**CHALLENGE:** Rewrite every line from the start of the records through the line containing "[(245, 468)]", requests included, and shift each coordinate in the answers by adding 141 to it. Leave the sample coordinates in the requests unchanged.
==*==
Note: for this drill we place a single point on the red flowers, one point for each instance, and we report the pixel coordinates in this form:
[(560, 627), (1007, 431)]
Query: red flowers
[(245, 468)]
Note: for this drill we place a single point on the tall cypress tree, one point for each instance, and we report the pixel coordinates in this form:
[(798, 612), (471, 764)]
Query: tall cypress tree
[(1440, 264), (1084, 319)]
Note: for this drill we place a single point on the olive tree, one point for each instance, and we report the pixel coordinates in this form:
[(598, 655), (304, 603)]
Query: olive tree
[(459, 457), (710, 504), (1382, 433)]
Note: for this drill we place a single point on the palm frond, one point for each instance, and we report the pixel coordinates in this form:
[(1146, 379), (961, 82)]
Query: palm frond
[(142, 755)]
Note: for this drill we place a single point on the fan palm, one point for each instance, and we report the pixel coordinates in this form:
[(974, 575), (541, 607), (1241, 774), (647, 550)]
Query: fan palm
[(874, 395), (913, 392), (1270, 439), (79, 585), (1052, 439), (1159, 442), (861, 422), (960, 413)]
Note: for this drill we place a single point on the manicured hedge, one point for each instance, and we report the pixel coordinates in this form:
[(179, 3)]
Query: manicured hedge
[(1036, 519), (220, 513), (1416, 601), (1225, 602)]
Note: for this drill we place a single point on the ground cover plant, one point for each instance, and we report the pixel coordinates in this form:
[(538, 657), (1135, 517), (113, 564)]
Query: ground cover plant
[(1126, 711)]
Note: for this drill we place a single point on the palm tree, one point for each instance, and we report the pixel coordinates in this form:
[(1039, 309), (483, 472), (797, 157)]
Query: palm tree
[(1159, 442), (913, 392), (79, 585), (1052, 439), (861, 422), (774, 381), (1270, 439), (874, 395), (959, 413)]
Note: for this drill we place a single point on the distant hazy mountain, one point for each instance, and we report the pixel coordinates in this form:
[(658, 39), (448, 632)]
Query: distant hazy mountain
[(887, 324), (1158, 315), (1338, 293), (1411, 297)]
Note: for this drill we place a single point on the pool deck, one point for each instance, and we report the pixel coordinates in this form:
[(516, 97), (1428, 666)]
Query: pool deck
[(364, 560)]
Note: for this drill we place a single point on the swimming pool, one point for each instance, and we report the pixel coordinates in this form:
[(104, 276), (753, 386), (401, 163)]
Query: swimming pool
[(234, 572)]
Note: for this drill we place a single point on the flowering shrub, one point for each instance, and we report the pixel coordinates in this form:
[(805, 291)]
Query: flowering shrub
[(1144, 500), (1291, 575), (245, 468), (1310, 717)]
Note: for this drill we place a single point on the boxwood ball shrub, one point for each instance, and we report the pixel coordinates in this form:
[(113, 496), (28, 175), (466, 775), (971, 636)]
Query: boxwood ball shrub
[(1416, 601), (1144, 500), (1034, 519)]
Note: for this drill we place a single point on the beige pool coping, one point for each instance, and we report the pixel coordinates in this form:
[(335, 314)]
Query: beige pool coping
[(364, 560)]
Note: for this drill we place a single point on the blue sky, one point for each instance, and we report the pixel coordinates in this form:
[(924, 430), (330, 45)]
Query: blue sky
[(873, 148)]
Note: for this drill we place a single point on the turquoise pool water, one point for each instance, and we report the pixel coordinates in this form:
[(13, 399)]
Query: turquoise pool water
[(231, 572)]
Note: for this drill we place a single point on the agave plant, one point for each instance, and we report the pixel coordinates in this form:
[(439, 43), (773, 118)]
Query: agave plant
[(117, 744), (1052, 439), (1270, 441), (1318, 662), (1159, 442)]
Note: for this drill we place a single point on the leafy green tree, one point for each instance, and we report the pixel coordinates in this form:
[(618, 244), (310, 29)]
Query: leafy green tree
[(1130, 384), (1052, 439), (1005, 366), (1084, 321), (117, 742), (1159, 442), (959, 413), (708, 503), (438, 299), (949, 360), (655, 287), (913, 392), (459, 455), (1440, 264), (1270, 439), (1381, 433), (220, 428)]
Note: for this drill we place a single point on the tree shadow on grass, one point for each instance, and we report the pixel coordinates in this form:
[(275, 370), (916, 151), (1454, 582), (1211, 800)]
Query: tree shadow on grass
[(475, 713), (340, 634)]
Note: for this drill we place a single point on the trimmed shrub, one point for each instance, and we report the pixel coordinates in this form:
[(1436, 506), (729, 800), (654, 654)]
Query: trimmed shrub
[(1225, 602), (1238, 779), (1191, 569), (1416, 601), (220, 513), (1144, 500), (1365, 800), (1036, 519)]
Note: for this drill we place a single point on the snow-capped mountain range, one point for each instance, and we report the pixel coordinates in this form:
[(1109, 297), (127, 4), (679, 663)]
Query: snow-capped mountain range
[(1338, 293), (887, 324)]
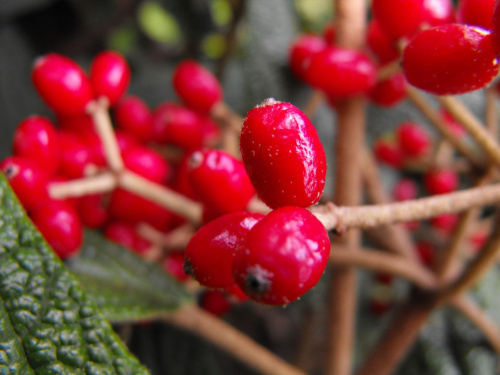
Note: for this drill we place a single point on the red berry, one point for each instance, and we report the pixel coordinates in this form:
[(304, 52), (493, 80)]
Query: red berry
[(283, 155), (92, 210), (341, 72), (62, 84), (76, 157), (178, 125), (389, 92), (147, 163), (282, 257), (173, 264), (220, 180), (36, 138), (135, 117), (302, 51), (400, 18), (215, 302), (210, 253), (441, 181), (388, 152), (413, 139), (196, 86), (458, 59), (380, 43), (404, 190), (110, 76), (476, 12), (28, 181), (445, 223), (60, 226)]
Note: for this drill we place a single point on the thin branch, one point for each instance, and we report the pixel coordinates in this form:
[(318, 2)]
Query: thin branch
[(231, 340)]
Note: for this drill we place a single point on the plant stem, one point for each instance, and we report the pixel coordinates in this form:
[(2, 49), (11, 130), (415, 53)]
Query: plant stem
[(102, 122), (161, 195), (231, 340), (101, 183), (350, 26), (425, 107), (478, 132), (339, 219), (385, 263)]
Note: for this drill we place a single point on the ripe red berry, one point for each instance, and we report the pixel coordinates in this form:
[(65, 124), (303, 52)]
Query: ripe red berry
[(36, 138), (381, 44), (147, 163), (283, 155), (215, 302), (458, 59), (28, 181), (196, 86), (441, 181), (210, 253), (388, 152), (400, 18), (60, 226), (302, 51), (282, 257), (341, 72), (135, 117), (476, 12), (62, 84), (404, 190), (413, 139), (389, 92), (110, 76), (220, 180), (179, 126), (92, 210)]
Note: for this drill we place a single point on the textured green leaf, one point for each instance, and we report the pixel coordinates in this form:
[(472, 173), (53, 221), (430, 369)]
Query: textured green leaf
[(123, 285), (48, 325)]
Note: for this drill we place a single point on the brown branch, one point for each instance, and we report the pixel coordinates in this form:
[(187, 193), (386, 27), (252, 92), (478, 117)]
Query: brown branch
[(433, 116), (477, 130), (342, 218), (381, 262), (231, 340)]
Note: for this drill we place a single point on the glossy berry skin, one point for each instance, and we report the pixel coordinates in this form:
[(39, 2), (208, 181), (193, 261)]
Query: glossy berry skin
[(177, 125), (341, 72), (283, 155), (388, 152), (302, 50), (476, 12), (413, 139), (400, 18), (389, 92), (196, 86), (110, 76), (220, 180), (380, 43), (283, 256), (28, 181), (135, 117), (36, 138), (60, 226), (441, 181), (458, 59), (62, 84), (210, 253), (147, 163)]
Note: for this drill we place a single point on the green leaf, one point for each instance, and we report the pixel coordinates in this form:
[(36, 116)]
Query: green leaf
[(48, 325), (123, 285)]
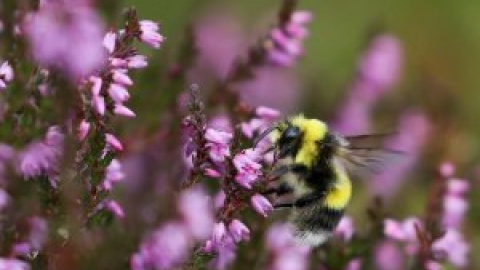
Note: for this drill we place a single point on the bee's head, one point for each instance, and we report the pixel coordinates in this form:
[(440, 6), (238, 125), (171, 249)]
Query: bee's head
[(289, 140)]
==*==
**EXPECTED ANSWER:**
Note: for this drill we place a single point on the red flowers, one point for each instance, and we report the pixel coordinates in this form:
[(560, 627), (1007, 431)]
Query: red flowers
[(386, 609)]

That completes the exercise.